### What you need to do
**1.** Answer these questions using the "Indigenous Gods" essay:
(a) What subtitle does Jennifer Graber's The Gods of Indian Country carry?
(b) For many years, the ancient history of which region interested the writer?
(c) In which decade did some of the events Graber discusses take place?
**2.** Extend the "Indigenous Gods" essay with one more paragraph that follows on from its final sentence.

### Document excerpt
Indigenous Gods

Engulfed by capitalism, it is too easy to ignore the indigenous population of this country.  I grew up thinking, in some way, that American Indians were extinct (this was small town America, after all).  Then we visited a place—in upstate New York, I think, but the recollection’s hazy—where there were real Indians.  This was before exoticism was a bad word, and I thought them quite exotic.  Maybe it was the way I was raised, but I’ve never thought of myself as better than anybody else.  Certainly not on the basis of race or gender, or even personal worth.  In any case, there were still Indians.  I’ve always been an admirer of their culture.  Jennifer Graber’s The Gods of Indian Country is an informative monograph on, as the subtitle says, Religion and the Struggle for the American West.

My interest in American history is relatively recent.  Growing up, I always found European history of greater interest, and then, for many years, the ancient history of the states along the eastern coast of the Mediterranean.  It was the antiquity of it all.  History feels safer when it’s at a great distance.  American history is not old.  When hearing that some of the events discussed by Graber took place in the 1910s, I kept thinking, “were we really that naive just over a century ago?”  Or was our nation willfully blind to the plight of the people who lived here before the Europeans arrived?  The narrative has changed.  And if it hasn’t, it must.  How would we like it if, say, aliens landed and assumed the right to take over capitalistic America?  It’s only our arrogance that prevents us from treating Indians better.

### Segmentation mask data
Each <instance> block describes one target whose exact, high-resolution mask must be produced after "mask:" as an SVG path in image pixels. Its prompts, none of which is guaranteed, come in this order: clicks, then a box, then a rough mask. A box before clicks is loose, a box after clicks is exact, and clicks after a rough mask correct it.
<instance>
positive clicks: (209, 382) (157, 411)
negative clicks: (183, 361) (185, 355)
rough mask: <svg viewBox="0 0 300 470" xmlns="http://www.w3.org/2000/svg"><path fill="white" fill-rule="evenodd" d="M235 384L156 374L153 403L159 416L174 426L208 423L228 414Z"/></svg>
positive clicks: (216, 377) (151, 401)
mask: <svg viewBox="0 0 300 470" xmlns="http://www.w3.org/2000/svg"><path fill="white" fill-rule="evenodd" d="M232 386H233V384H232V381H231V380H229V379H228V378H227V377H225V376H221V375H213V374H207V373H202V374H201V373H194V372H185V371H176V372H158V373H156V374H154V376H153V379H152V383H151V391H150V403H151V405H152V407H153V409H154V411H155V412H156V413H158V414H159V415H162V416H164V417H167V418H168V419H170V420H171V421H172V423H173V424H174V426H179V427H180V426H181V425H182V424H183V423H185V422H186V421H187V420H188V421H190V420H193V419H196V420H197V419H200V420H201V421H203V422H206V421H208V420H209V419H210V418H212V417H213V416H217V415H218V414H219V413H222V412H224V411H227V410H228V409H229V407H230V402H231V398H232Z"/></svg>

### Task responses
**1.**
(a) Religion and the Struggle for the American West
(b) The states along the eastern coast of the Mediterranean
(c) The 1910s

**2.**
Religion, particularly Christianity, fueled many interactions with the Indians, as Graber ably demonstrates.  The assumption was that Indians had to assimilate to capitalistically-fueled Christianity.  Private ownership.  Free trade.  Otherwise the cultures could not share the land.  Treaties were broken because the “Christian” rules of the new overlords demanded it.  Graber also explores some Native American religious practices as well, chiefly among the Kiowa.  Since the book is fairly brief, it doesn’t include any kind of comprehensive coverage of Indian religion, nor, of course, of early American settler religion.  What happened is that religion and politics joined forces to justify stealing what belonged to someone else.  Those who study the history of religion recognize this pattern.  It isn’t a rarity, unfortunately.  Although my interest in American history is recent, it is growing.  What happened in your own backyard determines so much of how we’ve become who we are.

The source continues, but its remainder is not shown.